What is required: Pull every line from the records that has the word "below" in it.

-=-=-=-=-

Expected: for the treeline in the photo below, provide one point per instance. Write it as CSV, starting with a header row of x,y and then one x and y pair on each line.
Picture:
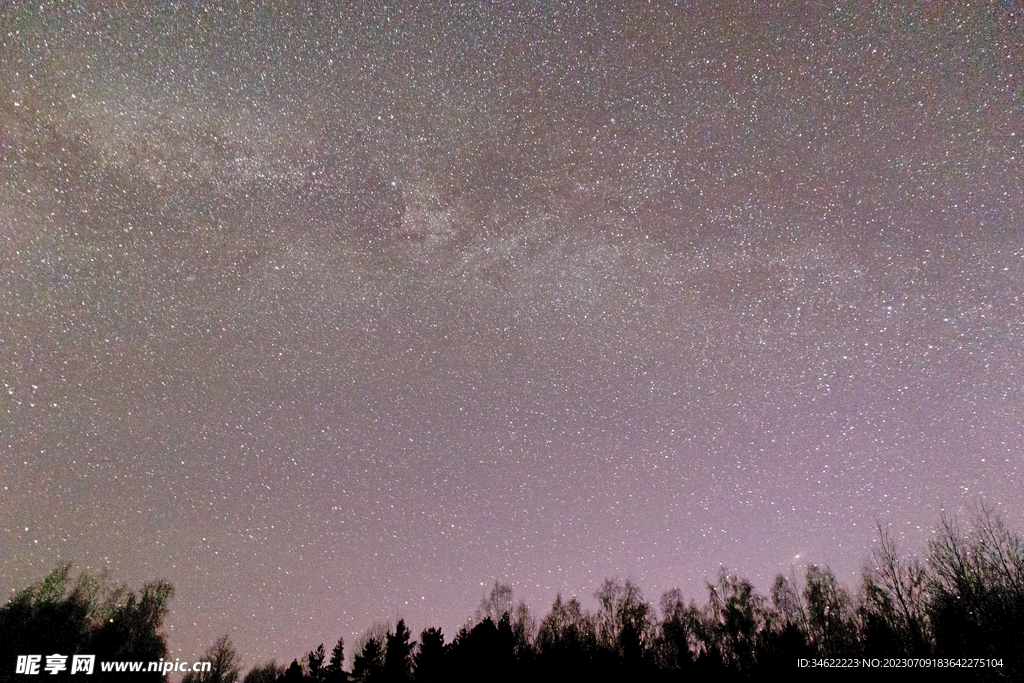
x,y
89,615
964,599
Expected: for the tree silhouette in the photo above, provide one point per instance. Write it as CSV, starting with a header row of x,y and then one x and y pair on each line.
x,y
398,655
89,617
333,672
265,673
314,664
429,658
368,667
224,664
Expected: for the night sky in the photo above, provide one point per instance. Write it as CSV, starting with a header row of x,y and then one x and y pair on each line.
x,y
339,315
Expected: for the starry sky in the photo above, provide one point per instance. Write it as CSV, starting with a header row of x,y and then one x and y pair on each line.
x,y
333,315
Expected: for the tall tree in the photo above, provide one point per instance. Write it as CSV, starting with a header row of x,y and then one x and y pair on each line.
x,y
429,658
314,663
334,672
398,655
224,664
368,667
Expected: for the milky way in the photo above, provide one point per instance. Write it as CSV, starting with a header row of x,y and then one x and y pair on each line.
x,y
334,316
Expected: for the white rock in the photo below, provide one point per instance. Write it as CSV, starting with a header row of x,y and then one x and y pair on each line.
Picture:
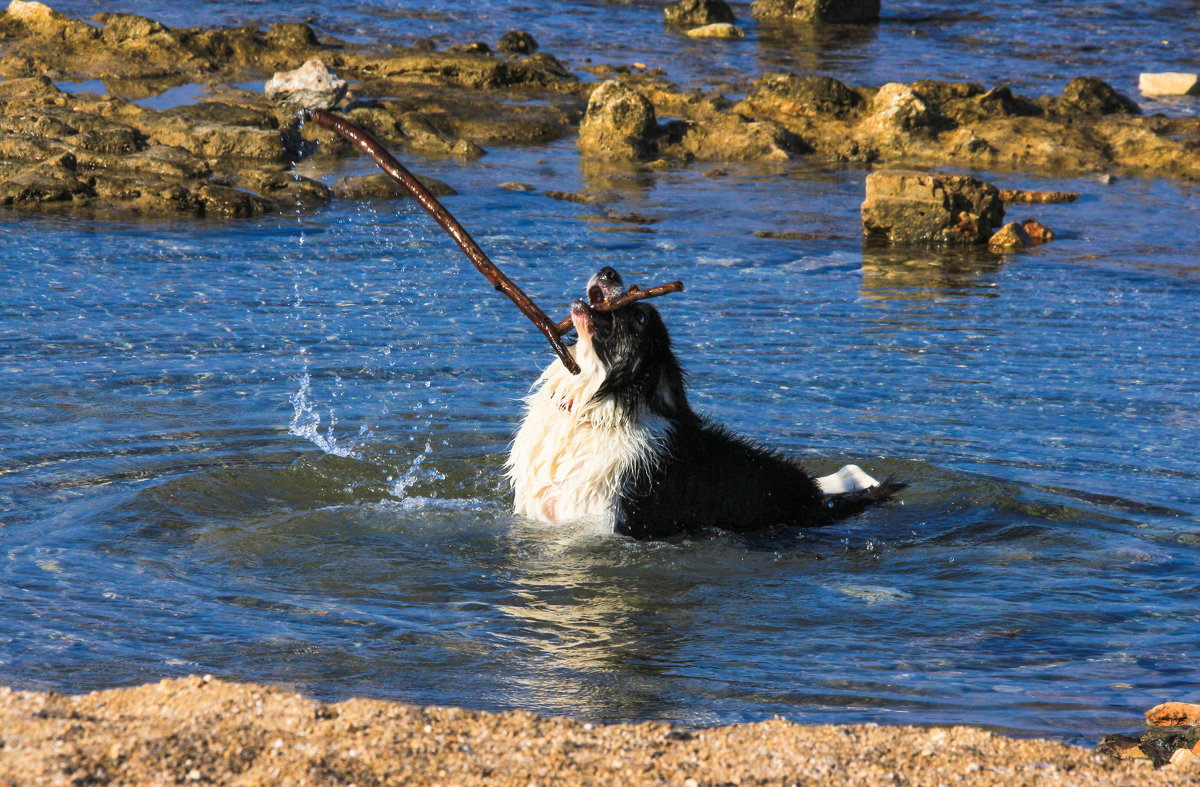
x,y
717,30
312,85
1169,84
27,11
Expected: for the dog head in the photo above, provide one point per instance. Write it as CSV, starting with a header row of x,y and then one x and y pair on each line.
x,y
631,348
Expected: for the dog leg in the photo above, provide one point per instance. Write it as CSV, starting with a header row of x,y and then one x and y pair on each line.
x,y
849,479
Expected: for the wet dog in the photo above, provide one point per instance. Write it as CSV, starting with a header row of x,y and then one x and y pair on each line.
x,y
621,444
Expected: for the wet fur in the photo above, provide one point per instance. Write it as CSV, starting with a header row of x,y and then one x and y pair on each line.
x,y
618,443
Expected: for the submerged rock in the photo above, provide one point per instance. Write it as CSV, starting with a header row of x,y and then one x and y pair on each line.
x,y
1092,96
717,30
1037,232
313,85
1009,238
819,11
909,206
517,42
1169,84
697,13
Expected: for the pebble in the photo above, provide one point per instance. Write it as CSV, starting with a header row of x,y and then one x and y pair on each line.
x,y
1170,714
1169,83
717,30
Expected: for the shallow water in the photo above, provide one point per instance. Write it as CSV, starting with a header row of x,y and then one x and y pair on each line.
x,y
271,450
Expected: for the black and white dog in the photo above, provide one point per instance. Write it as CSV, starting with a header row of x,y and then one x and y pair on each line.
x,y
619,443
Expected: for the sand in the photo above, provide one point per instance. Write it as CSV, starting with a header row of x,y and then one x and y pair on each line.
x,y
201,731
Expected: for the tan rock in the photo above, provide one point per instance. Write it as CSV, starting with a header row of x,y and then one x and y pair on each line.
x,y
717,30
1037,197
1169,84
910,206
619,124
1170,714
1011,236
1037,232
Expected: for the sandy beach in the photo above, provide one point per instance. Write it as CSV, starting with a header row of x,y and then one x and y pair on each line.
x,y
202,731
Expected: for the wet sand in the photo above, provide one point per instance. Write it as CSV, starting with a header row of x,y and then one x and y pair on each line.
x,y
198,731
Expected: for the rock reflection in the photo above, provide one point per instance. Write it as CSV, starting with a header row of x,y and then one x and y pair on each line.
x,y
917,274
799,47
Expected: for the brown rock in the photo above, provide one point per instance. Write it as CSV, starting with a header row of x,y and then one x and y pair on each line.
x,y
619,124
1037,197
731,138
697,13
1092,96
717,30
819,11
809,95
1122,748
517,42
1037,232
907,206
1171,714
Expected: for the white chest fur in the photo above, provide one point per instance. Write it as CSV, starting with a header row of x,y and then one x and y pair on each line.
x,y
573,454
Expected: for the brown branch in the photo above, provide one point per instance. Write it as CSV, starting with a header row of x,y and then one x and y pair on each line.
x,y
397,172
634,294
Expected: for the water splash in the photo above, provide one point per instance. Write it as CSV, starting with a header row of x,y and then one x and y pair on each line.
x,y
306,422
415,473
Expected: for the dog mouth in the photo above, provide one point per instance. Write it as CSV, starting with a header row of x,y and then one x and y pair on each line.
x,y
588,319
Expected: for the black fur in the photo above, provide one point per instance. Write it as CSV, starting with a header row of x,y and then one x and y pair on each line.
x,y
708,476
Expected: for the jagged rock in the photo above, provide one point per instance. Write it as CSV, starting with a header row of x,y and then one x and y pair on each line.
x,y
292,35
517,42
717,30
907,206
820,11
898,109
1037,197
1169,84
697,13
1174,714
619,122
1092,96
731,138
1037,232
808,95
313,85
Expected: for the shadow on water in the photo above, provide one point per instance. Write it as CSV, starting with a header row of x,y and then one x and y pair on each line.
x,y
319,575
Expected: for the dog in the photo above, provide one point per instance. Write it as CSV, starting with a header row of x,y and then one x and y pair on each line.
x,y
619,443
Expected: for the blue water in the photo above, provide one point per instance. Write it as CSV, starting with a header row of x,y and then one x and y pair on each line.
x,y
271,450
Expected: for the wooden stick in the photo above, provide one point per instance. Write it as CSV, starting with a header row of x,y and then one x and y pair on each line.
x,y
399,173
634,294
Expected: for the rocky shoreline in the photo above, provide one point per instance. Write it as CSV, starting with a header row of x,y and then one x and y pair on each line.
x,y
232,152
201,731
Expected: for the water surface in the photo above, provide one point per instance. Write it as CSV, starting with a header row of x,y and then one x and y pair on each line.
x,y
273,450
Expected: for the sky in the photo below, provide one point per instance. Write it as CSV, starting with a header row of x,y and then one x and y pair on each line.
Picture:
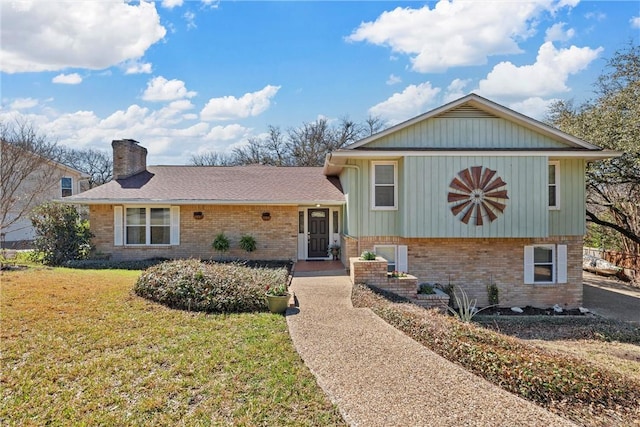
x,y
188,77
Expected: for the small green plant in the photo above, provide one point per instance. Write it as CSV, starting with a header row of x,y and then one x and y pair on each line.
x,y
248,243
221,243
466,307
426,289
279,290
368,256
493,293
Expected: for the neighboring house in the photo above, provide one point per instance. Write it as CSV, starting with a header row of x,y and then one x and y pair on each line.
x,y
35,180
468,194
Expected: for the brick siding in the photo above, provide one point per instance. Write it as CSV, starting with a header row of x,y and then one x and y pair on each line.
x,y
472,263
276,239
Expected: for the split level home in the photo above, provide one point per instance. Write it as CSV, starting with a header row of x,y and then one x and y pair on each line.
x,y
29,180
470,193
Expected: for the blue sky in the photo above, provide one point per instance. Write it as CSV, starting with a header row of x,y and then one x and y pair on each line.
x,y
186,77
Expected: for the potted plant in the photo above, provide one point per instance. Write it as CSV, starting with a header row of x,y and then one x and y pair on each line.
x,y
334,250
277,298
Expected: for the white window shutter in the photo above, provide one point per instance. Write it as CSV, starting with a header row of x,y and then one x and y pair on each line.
x,y
402,262
175,225
562,264
118,226
528,265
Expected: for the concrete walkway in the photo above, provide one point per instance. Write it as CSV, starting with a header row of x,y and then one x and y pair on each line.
x,y
377,376
609,297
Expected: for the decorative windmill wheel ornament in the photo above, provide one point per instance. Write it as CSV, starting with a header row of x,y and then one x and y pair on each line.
x,y
476,193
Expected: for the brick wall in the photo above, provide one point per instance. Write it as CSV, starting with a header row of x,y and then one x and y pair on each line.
x,y
473,263
276,239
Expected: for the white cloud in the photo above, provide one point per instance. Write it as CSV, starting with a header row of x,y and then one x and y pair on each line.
x,y
413,100
456,32
137,67
547,76
556,32
534,107
190,17
54,35
456,90
67,79
170,4
248,105
23,103
393,79
161,89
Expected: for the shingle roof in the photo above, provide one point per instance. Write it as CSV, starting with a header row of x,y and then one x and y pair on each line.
x,y
219,184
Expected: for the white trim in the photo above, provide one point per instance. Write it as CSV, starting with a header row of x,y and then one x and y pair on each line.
x,y
118,226
373,185
173,236
487,106
395,255
562,264
557,184
530,265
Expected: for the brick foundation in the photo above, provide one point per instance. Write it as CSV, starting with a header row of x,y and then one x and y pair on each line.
x,y
472,263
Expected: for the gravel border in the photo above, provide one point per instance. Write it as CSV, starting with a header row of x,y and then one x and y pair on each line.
x,y
378,376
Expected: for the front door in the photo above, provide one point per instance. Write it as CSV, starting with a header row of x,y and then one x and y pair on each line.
x,y
318,241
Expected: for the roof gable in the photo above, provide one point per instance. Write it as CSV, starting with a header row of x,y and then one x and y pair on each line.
x,y
471,122
219,185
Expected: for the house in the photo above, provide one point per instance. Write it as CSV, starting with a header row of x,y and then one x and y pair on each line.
x,y
28,181
470,193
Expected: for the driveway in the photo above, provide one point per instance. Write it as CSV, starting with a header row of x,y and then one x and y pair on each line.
x,y
611,298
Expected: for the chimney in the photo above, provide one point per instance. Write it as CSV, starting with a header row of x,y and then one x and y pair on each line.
x,y
129,158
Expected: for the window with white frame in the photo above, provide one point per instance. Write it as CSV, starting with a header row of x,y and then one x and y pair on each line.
x,y
148,226
554,185
545,264
388,252
384,185
66,186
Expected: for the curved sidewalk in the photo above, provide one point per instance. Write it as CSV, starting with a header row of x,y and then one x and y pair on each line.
x,y
378,376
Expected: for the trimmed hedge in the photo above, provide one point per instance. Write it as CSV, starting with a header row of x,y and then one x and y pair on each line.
x,y
211,287
552,380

-=-=-=-=-

Solution to the exercise:
Expected: for the treeline in the photo below, provide one point per instance. Write it as CSV, starting with a header row of x,y and then one x and y pair on each line.
Expected: for the white rock in the photo below, provide one point per instance. Write it as CSV, starting with a header row of x,y and then one x and y pair on each line.
Expected: for the sky in the photo below, provide one point per instance. Write it as CSV, starting with a header row of x,y and then one x and y pair on each line.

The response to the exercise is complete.